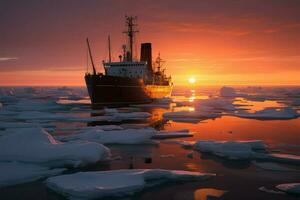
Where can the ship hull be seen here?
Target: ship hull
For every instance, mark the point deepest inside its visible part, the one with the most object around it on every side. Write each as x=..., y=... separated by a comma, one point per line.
x=111, y=90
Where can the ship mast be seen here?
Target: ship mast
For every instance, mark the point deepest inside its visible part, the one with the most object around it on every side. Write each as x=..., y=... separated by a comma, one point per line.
x=130, y=23
x=91, y=57
x=109, y=49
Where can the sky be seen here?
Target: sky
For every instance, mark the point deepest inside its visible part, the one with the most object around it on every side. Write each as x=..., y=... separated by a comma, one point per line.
x=218, y=42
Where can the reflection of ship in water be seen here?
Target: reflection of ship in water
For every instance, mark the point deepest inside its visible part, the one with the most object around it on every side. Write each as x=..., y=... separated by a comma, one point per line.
x=129, y=80
x=156, y=120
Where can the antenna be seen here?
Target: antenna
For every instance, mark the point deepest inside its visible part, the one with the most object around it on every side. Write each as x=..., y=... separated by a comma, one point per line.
x=91, y=57
x=109, y=49
x=130, y=33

= = = =

Work required — Please copy the data beginning at the line that has "Where can the sky be seen here?" and stopping after the line that has "x=218, y=42", substituting "clouds" for "sky" and leaving everything else the same.

Completed task —
Where can the clouds be seen here?
Target: clouds
For every instance, mark the point deepest inside its visible part, the one with the most object around it on every side. Write each as x=..., y=... separated by a comma, one point per line.
x=218, y=42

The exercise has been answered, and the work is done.